--- START ---
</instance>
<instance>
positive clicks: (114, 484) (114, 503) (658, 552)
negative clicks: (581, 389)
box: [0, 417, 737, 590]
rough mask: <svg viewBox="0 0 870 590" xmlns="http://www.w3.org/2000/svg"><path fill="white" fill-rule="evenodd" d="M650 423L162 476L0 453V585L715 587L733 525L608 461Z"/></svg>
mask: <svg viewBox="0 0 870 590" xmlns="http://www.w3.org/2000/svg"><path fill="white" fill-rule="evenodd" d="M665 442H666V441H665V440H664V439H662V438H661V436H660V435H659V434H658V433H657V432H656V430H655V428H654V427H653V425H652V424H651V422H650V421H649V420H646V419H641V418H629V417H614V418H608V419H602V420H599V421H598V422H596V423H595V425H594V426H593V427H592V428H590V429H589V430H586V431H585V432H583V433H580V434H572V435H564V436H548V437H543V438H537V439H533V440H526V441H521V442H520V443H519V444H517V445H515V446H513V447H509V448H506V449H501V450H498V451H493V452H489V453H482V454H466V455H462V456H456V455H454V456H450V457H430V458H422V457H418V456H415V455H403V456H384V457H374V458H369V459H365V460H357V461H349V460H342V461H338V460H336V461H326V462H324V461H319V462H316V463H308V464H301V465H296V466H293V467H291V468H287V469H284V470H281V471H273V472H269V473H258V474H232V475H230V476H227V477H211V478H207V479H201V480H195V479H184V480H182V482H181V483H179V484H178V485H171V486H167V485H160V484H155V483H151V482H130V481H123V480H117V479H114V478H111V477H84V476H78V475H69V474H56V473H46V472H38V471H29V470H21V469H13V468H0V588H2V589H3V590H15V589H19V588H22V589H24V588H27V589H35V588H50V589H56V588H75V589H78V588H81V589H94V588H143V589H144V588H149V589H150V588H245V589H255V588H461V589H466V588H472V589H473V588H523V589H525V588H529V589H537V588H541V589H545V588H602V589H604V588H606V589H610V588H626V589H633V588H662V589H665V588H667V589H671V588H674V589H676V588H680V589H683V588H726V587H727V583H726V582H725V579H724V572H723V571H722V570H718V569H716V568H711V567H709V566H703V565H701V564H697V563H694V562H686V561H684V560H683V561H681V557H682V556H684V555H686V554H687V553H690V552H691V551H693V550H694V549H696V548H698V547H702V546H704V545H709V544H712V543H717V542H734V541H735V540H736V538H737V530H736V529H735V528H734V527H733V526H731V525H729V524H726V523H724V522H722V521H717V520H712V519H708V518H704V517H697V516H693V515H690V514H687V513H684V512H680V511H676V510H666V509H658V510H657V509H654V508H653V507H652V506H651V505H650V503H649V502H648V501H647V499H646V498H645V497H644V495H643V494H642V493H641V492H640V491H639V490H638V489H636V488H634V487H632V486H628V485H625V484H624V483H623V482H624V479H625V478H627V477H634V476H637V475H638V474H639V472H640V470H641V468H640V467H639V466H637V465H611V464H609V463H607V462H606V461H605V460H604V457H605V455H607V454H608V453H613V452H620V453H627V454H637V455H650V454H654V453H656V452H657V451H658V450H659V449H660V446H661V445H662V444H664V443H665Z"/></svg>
--- END ---
__YOUR INSTRUCTIONS__
Rewrite the items above, changing every "positive clicks" to "foreground clicks" and leaving everything else as it is.

__SOLUTION FOR THIS TASK__
</instance>
<instance>
foreground clicks: (114, 484) (114, 503) (658, 552)
negative clicks: (581, 389)
box: [0, 417, 737, 590]
rough mask: <svg viewBox="0 0 870 590" xmlns="http://www.w3.org/2000/svg"><path fill="white" fill-rule="evenodd" d="M650 423L162 476L0 453V585L715 587L733 525L608 461Z"/></svg>
mask: <svg viewBox="0 0 870 590" xmlns="http://www.w3.org/2000/svg"><path fill="white" fill-rule="evenodd" d="M665 442H666V441H665V440H664V439H662V438H661V436H660V435H659V434H658V433H657V432H656V430H655V428H654V427H653V425H652V424H651V422H650V421H649V420H646V419H641V418H629V417H614V418H608V419H602V420H599V421H598V422H596V423H595V425H594V426H593V427H592V428H590V429H589V430H586V431H585V432H583V433H580V434H572V435H564V436H548V437H543V438H537V439H533V440H526V441H521V442H520V443H519V444H517V445H515V446H513V447H509V448H506V449H501V450H498V451H493V452H489V453H482V454H466V455H462V456H456V455H454V456H450V457H430V458H422V457H418V456H415V455H403V456H384V457H374V458H369V459H365V460H357V461H349V460H342V461H338V460H336V461H326V462H324V461H319V462H316V463H308V464H301V465H296V466H293V467H291V468H287V469H284V470H281V471H273V472H269V473H258V474H232V475H230V476H227V477H211V478H207V479H201V480H195V479H184V480H182V482H181V483H179V484H178V485H171V486H167V485H160V484H155V483H151V482H130V481H123V480H117V479H114V478H111V477H84V476H78V475H69V474H56V473H46V472H38V471H29V470H21V469H13V468H0V588H2V589H3V590H15V589H19V588H22V589H24V588H27V589H35V588H50V589H56V588H75V589H78V588H81V589H94V588H143V589H144V588H149V589H150V588H245V589H255V588H461V589H466V588H472V589H473V588H523V589H525V588H529V589H537V588H541V589H545V588H602V589H604V588H606V589H610V588H626V589H633V588H662V589H665V588H667V589H671V588H674V589H676V588H680V589H683V588H726V587H727V583H726V582H725V579H724V572H723V571H722V570H718V569H716V568H711V567H709V566H703V565H701V564H697V563H694V562H686V561H684V560H683V561H681V557H682V556H684V555H686V554H687V553H690V552H691V551H693V550H694V549H696V548H698V547H702V546H704V545H709V544H712V543H717V542H734V541H735V540H736V538H737V530H736V529H735V528H734V527H733V526H731V525H729V524H726V523H724V522H722V521H717V520H712V519H708V518H704V517H697V516H693V515H690V514H687V513H684V512H680V511H676V510H666V509H658V510H657V509H654V508H653V507H652V506H651V505H650V503H649V502H648V501H647V499H646V498H645V497H644V495H643V494H642V493H641V492H640V491H639V490H638V489H636V488H634V487H632V486H628V485H625V484H624V483H623V482H624V479H625V478H627V477H634V476H637V475H638V474H639V472H640V470H641V468H640V467H639V466H637V465H611V464H609V463H607V462H606V461H605V460H604V457H605V455H607V454H608V453H613V452H620V453H627V454H637V455H650V454H654V453H656V452H657V451H658V450H659V449H660V446H661V445H662V444H664V443H665Z"/></svg>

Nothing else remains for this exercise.